Below is some data. Retype exactly the lines starting at the one with "TARGET = sunlit rock face" and ending at the one with "TARGET = lichen on rock".

..............................

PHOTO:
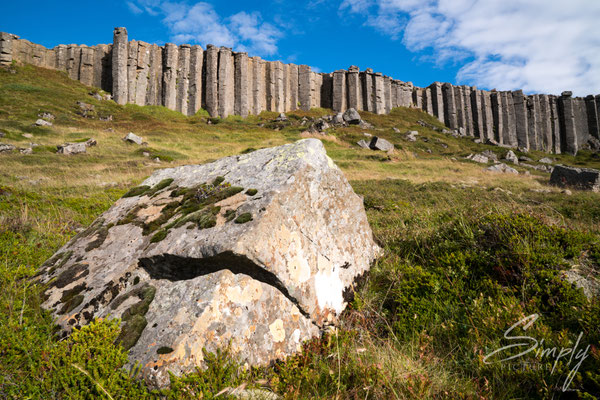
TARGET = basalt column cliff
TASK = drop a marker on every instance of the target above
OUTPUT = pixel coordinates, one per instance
(186, 78)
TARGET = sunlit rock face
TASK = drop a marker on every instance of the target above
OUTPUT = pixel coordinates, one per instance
(257, 251)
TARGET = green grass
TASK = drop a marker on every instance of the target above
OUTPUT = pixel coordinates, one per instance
(467, 254)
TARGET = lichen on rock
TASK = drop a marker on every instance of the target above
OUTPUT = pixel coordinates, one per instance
(194, 259)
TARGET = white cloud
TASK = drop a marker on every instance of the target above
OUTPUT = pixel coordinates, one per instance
(200, 23)
(537, 45)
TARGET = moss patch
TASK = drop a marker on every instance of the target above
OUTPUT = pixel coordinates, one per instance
(164, 350)
(131, 331)
(136, 191)
(242, 219)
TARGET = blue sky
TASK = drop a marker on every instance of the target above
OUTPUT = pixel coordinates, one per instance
(542, 46)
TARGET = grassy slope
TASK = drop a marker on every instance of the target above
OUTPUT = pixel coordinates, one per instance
(446, 289)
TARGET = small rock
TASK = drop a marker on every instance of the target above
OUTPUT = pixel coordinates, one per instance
(281, 118)
(352, 116)
(380, 144)
(580, 178)
(501, 167)
(490, 155)
(71, 148)
(338, 119)
(132, 138)
(46, 116)
(480, 158)
(362, 143)
(6, 148)
(41, 122)
(512, 157)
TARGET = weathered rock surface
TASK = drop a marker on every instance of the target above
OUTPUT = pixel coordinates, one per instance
(133, 138)
(503, 168)
(41, 122)
(580, 178)
(257, 251)
(352, 116)
(378, 143)
(6, 148)
(72, 148)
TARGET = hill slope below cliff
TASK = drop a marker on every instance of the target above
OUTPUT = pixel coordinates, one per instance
(468, 253)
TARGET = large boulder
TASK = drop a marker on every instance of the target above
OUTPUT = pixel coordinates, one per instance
(259, 251)
(580, 178)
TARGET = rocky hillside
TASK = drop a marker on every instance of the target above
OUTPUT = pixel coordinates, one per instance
(474, 241)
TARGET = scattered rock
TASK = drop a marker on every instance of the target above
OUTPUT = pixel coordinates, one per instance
(580, 178)
(86, 110)
(362, 143)
(490, 155)
(503, 168)
(412, 136)
(380, 144)
(281, 118)
(132, 138)
(71, 148)
(41, 122)
(46, 116)
(480, 158)
(190, 260)
(352, 117)
(6, 148)
(511, 157)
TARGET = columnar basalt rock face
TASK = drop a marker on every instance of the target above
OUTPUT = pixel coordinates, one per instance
(183, 79)
(520, 103)
(155, 83)
(339, 91)
(258, 261)
(304, 87)
(142, 73)
(212, 81)
(242, 94)
(86, 71)
(488, 117)
(195, 80)
(449, 106)
(354, 97)
(225, 83)
(132, 57)
(119, 65)
(592, 114)
(566, 114)
(170, 64)
(498, 113)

..............................

**Worked solution:**
TARGET = sunlit rock face
TASK = drop a marker on every instance of the target above
OUTPUT = pixel coordinates, one per instance
(257, 251)
TARGET = green grass
TASK = drop a marker on every instance of the target above
OUTPUT = pixel coordinates, one per instance
(467, 254)
TARGET = lichen on rock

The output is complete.